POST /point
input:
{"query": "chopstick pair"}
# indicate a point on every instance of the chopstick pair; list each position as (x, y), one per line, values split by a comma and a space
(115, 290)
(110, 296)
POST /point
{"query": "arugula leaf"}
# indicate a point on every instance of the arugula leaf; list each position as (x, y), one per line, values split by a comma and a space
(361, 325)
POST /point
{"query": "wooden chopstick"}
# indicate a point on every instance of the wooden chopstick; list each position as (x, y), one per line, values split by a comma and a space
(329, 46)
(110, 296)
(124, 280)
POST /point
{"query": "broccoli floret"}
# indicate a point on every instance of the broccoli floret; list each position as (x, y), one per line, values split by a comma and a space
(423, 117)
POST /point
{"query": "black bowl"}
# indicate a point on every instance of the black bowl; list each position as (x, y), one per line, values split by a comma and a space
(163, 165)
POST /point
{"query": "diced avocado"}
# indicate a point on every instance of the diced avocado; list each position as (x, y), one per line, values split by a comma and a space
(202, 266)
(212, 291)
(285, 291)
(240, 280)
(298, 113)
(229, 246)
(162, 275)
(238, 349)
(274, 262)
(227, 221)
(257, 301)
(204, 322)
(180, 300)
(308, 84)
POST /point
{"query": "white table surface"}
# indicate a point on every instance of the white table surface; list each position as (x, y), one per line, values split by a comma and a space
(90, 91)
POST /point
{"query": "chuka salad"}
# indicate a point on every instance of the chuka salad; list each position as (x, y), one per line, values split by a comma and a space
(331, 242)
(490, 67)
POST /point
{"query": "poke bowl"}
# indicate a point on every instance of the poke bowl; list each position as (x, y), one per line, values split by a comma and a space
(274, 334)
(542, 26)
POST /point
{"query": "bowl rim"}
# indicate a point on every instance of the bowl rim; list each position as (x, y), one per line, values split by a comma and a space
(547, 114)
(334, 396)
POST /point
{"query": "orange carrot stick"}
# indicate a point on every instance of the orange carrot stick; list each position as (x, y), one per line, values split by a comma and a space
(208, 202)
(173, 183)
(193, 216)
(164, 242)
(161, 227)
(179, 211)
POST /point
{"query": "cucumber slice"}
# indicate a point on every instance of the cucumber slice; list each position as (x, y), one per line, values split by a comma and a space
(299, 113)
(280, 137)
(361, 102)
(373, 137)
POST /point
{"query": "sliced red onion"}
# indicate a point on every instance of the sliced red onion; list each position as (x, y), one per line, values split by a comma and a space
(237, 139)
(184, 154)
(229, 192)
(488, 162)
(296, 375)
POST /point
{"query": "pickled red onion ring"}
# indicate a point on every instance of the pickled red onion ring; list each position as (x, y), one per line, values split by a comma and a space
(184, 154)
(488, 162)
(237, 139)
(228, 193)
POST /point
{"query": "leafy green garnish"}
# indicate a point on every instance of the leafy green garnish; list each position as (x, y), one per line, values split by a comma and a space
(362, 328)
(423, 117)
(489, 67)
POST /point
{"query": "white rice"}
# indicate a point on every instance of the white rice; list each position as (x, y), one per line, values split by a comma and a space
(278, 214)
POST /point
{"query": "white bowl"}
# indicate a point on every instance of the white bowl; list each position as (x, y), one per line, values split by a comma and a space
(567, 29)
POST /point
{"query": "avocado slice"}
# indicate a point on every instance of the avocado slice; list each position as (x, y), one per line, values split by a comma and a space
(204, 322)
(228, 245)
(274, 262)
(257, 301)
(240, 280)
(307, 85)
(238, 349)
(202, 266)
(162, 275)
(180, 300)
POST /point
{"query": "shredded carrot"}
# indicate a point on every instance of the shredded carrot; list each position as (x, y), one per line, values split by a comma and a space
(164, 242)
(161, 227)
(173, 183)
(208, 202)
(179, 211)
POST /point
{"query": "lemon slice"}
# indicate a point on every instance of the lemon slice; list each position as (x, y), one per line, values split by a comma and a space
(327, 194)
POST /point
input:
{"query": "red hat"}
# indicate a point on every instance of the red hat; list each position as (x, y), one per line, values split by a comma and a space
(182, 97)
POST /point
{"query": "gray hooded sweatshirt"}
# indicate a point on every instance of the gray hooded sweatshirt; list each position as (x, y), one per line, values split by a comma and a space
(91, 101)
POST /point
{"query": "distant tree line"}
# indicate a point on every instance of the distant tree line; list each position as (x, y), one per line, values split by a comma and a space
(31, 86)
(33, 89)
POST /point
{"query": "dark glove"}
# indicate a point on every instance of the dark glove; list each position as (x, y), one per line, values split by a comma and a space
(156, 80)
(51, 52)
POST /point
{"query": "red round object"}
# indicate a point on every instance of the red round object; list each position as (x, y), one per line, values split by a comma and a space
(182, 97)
^^^^^^^^^^^^^^^^
TASK ITEM: Would you write out the full set of records above without alteration?

WRITTEN ANSWER:
POST /point
input:
{"query": "chopstick pair"}
# indicate a point on every instance of the chopstick pair; list each position as (x, y), one per line, values split by a comma and a space
(115, 290)
(110, 296)
POST /point
{"query": "arugula leaf"}
# indicate a point on every instance of the arugula leaf; list each position as (x, y), one per line, values split by a comma and a space
(361, 325)
POST /point
{"query": "wooden chopstick"}
# indicate a point on every instance of the wooden chopstick; list each position as (x, y), one per line, values split by a comma and a space
(329, 46)
(110, 296)
(124, 280)
POST /point
{"query": "broccoli floret"}
# indicate a point on every instance of the broccoli floret; list each position as (x, y), one per line, values split by a comma and a space
(423, 117)
POST /point
{"query": "black bowl"}
# indicate a point on every instance of the black bowl; list each position as (x, y), one per line, values split by a comma and a space
(163, 165)
POST /point
{"query": "diced avocado"}
# indicate a point on every instance of the diced avocado; list each position as (x, y), one per line, values split by a comma and a space
(202, 266)
(212, 291)
(285, 291)
(240, 280)
(298, 113)
(229, 246)
(162, 275)
(238, 349)
(274, 262)
(227, 221)
(257, 301)
(204, 322)
(180, 300)
(308, 84)
POST /point
{"query": "white table surface"}
# indicate a point on every instance of the white table surface; list each position as (x, y), one per line, values split by a comma and a space
(90, 91)
POST /point
{"query": "chuka salad"}
# indicate a point on every instance of the chuka salad; list each position as (x, y), one per line, values split by a comma and a space
(331, 242)
(490, 67)
POST /point
{"query": "poke bowl"}
# indicate a point on every instance of the poke bowl; list each position as (x, y), one per line, values split by a comma and a space
(274, 334)
(542, 26)
POST /point
{"query": "bowl rim"}
# indicate a point on every instance of the bowl rim; list each position as (x, y), one per line, values split by a comma and a space
(547, 114)
(334, 396)
POST /point
{"query": "orange carrot stick"}
# indicate a point on every instance of the orange carrot stick; list each position as (x, y), one per line, values split by a comma and a space
(208, 202)
(173, 183)
(193, 216)
(164, 242)
(161, 227)
(179, 211)
POST /point
{"query": "cucumber slice"}
# indicate a point on every instance of the cucumber slice; list each position as (x, y), one per line, values split by a comma and a space
(299, 113)
(280, 137)
(361, 102)
(373, 137)
POST /point
{"query": "sliced red onion"}
# indicate a point on every instance of the sliced red onion; list each position as (x, y), one per line, values split by a comma and a space
(237, 139)
(184, 154)
(229, 192)
(488, 162)
(296, 375)
POST /point
{"query": "pickled red onion ring"}
# indicate a point on every instance of the pickled red onion ring; list each position as (x, y), one per line, values split by a comma and a space
(184, 154)
(488, 162)
(237, 139)
(228, 193)
POST /point
{"query": "leafy green garnish"}
# indicate a point on every instance of the leafy green garnish; list each position as (x, y), one per line, values split by a comma and a space
(362, 328)
(423, 117)
(489, 67)
POST /point
{"query": "white rice"}
# indicate a point on every instance of the white rice; list each position as (x, y), one per line, values split by a comma and a space
(278, 214)
POST /point
{"query": "white bowl"}
# indicate a point on every instance of the white bowl; list each position as (x, y), one per line, values split by a comma and a space
(567, 29)
POST /point
{"query": "avocado slice"}
# indicate a point on every instance of the avocado slice; list each position as (x, y), one per line, values split by a comma and a space
(204, 322)
(228, 245)
(274, 262)
(257, 301)
(240, 280)
(307, 85)
(238, 349)
(202, 266)
(162, 275)
(180, 300)
POST /point
{"query": "shredded carrot"}
# indicate a point on every instance of the shredded carrot; list each position as (x, y), one per line, values split by a comma and a space
(164, 242)
(161, 227)
(173, 183)
(208, 202)
(179, 211)
POST /point
{"query": "lemon slice"}
# indicate a point on every instance of the lemon slice; list each position as (x, y), one per line, values split by a comma and a space
(327, 194)
POST /point
input:
{"query": "red hat"}
# indicate a point on every instance of the red hat; list each position as (x, y), one per line, values split by a comma and a space
(182, 97)
POST /point
{"query": "gray hooded sweatshirt"}
# indicate a point on every instance of the gray hooded sweatshirt; list each position as (x, y), one per line, values split by a comma and a space
(91, 101)
POST /point
{"query": "distant tree line"}
# indicate a point on every instance of the distant tree line; list each position as (x, y), one per line, values split by a comma and a space
(31, 86)
(33, 89)
POST /point
{"query": "dark glove"}
# indicate a point on every instance of the dark glove; list each position as (x, y), one per line, values split by a comma and a space
(156, 80)
(51, 52)
POST /point
{"query": "red round object"}
# indicate a point on every instance of the red round object; list each position as (x, y), one per line, values split by a comma and a space
(182, 97)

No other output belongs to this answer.